Exercise aim: Gather every line in the records below that contains the word "gray", and copy each of those lines out in full.

Source material:
'''
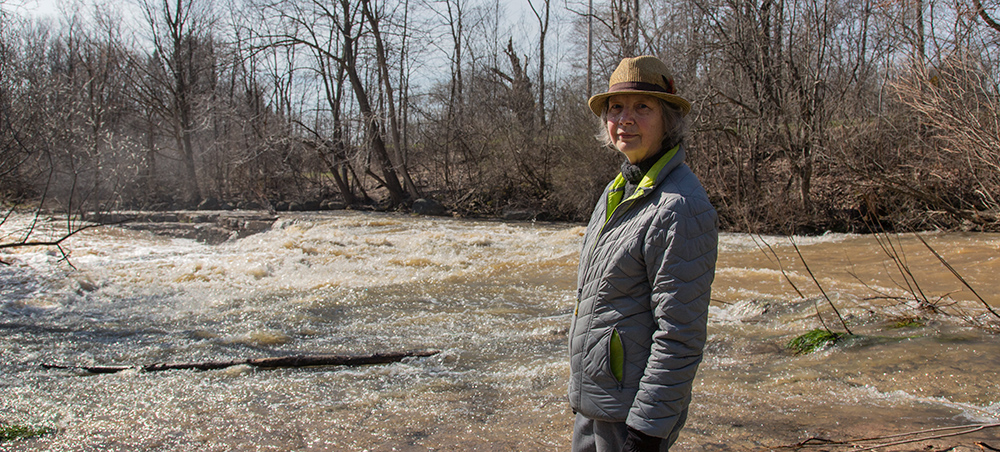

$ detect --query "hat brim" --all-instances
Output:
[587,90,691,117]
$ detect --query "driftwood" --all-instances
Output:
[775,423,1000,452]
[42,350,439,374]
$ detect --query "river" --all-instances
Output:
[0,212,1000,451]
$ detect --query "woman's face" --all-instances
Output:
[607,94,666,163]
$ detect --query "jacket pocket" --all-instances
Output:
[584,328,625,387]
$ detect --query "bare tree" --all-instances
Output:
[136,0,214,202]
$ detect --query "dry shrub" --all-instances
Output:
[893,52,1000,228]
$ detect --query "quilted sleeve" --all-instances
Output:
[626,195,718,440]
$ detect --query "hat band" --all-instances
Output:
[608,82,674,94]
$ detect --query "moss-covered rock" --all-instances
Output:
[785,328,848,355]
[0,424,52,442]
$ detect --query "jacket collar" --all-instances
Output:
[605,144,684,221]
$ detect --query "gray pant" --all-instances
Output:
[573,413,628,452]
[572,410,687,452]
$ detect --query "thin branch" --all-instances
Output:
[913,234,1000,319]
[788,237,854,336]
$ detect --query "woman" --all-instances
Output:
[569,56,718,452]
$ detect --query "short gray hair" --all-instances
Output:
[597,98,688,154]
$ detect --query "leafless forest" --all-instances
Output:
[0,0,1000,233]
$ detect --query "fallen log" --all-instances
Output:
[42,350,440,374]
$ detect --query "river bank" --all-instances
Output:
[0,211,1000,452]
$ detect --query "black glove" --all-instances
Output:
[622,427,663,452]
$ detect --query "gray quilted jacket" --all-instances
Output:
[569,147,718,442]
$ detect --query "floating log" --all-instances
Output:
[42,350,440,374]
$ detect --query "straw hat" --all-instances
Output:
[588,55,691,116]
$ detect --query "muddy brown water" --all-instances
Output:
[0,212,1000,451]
'''
'''
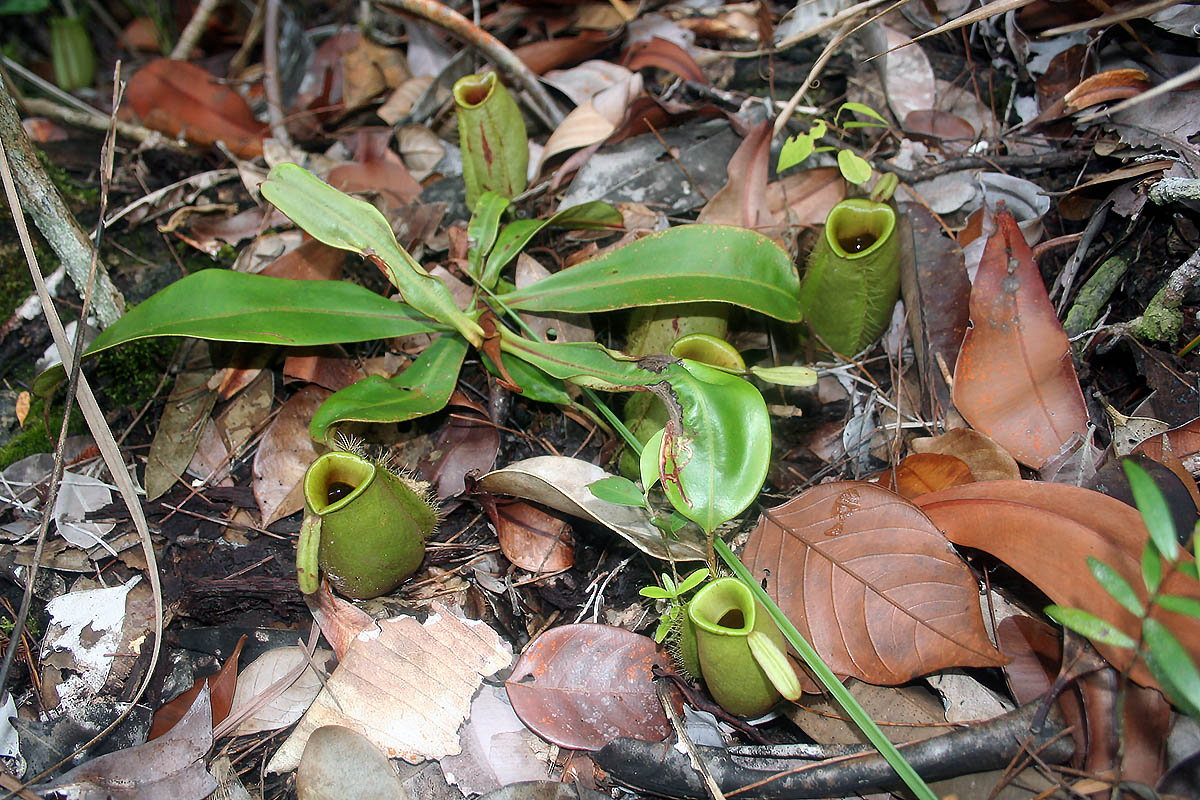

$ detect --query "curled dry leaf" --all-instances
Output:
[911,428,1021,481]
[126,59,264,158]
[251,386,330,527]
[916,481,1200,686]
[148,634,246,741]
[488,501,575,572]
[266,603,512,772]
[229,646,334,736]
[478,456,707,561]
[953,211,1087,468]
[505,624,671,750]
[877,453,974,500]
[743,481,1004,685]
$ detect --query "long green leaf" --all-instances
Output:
'''
Complete response:
$ detect --query "gray pant" --all-instances
$ detect --query "short gray hair" --all-instances
$ detect --query "gray quilted jacket" --all-instances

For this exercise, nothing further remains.